## SUPPLIED TEXT
Mice may hold the key to longer life

Scientists from the University of Aberdeen, the Aberdeen-based Rowett Research Institute and the Medical Research Council (MRC) in Cambridge have made a major breakthrough in understanding how metabolism affects lifespan.

In a seven-year study of mice they found that those with the highest metabolic rate lived the longest, raising the prospect that the effect could be mimicked in humans.

Scientists have long thought that a high metabolic rate was linked to a shortened life-span. The present discovery turns this century old belief on its head and changes dramatically our understanding of the regulation of life-span.

Metabolism is the series of chemical changes necessary for the maintenance of life which take place inside the cells of the body. It is the means by which nutrients are broken down to smaller building blocks and chemical energy, which are used to make new body materials and to do work.

The researchers discovered that the most metabolically active 25% of the mice studied, far from having shorter life-spans, in fact lived 36% longer than the least active. If the same effects are mimicked in humans then the finding would imply that a higher metabolic rate could add an extra 27 years to the average human lifespan.

When the muscles of the most metabolically active mice were examined, they were found to contain factors that increased their metabolism by making it less efficient.

Although the scientists do not yet fully understand how these factors work, it is suspected that while they make the metabolism less efficient, on the positive side they reduce the generation of toxic by-products called "oxygen free radicals".

Free radicals can cause damage to the genetic information held in cells, but if fewer of them are produced, less cellular damage will take place, enabling the mice to live longer.

Professor John Speakman, leader of the Aberdeen research team, said: "We are really excited by this finding. Exactly how energy metabolism is linked to lifespan has been an issue of debate for decades.

"Our work provides a real step forward in our understanding of what is going on at the individual level, and has started to reveal the underlying mechanisms involved."

## DATASET EXCERPTS
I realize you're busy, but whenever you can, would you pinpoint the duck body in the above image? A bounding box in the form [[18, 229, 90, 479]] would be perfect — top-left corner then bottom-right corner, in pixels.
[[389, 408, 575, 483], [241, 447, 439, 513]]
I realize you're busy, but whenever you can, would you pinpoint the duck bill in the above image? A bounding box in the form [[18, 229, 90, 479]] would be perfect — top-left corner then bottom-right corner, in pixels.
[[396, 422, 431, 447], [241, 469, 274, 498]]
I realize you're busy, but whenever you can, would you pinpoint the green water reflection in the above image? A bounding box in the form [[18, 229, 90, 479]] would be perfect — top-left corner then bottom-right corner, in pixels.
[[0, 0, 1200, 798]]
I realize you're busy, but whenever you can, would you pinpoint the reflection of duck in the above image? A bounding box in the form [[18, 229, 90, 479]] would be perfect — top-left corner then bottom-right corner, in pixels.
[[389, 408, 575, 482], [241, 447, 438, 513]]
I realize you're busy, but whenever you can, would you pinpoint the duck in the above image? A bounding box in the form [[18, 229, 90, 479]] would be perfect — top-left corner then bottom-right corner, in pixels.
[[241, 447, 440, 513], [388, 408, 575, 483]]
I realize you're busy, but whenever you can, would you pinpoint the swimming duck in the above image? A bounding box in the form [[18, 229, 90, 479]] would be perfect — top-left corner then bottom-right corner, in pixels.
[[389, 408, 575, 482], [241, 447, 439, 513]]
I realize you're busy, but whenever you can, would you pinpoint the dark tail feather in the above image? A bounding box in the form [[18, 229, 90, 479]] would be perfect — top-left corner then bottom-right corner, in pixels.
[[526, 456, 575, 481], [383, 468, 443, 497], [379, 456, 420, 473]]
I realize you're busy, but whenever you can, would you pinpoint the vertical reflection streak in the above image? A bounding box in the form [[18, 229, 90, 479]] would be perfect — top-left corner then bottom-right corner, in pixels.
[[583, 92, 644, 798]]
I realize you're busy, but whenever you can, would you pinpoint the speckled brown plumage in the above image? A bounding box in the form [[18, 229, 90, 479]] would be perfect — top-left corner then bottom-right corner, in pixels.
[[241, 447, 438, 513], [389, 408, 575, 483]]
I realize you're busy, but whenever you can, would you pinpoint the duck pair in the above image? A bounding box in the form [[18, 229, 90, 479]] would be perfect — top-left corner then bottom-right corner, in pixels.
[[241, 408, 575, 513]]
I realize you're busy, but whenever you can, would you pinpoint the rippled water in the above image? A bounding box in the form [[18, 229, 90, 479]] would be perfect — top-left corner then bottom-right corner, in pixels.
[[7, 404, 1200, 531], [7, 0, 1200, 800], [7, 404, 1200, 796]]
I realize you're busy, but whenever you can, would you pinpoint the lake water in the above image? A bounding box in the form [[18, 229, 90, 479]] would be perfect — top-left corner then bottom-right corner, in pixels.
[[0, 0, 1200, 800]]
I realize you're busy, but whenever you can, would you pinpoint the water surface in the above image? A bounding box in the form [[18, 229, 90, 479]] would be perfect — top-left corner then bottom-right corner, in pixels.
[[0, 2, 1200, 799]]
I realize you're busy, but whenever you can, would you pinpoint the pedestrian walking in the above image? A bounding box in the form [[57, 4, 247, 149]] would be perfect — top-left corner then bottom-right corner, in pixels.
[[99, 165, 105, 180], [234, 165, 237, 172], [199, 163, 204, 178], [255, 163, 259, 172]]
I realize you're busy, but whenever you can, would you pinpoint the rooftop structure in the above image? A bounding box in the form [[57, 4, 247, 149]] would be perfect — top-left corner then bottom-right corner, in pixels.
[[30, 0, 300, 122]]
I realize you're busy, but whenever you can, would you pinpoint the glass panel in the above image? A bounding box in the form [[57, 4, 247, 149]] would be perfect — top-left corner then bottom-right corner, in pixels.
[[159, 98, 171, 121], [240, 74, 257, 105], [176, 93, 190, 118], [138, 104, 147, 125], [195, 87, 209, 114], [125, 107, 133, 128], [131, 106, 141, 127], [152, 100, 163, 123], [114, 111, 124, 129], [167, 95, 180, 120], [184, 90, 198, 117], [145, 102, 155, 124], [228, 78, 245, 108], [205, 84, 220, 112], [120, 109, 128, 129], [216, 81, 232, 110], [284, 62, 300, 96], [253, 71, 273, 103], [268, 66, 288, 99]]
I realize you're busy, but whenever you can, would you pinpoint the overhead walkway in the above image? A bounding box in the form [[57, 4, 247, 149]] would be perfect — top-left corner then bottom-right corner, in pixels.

## DESCRIPTION OF THE TASK
Extract the stretch from "Metabolism is the" through "average human lifespan." from the mouse metabolism article, copying it word for word.

## ANSWER TO THIS PROBLEM
Metabolism is the series of chemical changes necessary for the maintenance of life which take place inside the cells of the body. It is the means by which nutrients are broken down to smaller building blocks and chemical energy, which are used to make new body materials and to do work.

The researchers discovered that the most metabolically active 25% of the mice studied, far from having shorter life-spans, in fact lived 36% longer than the least active. If the same effects are mimicked in humans then the finding would imply that a higher metabolic rate could add an extra 27 years to the average human lifespan.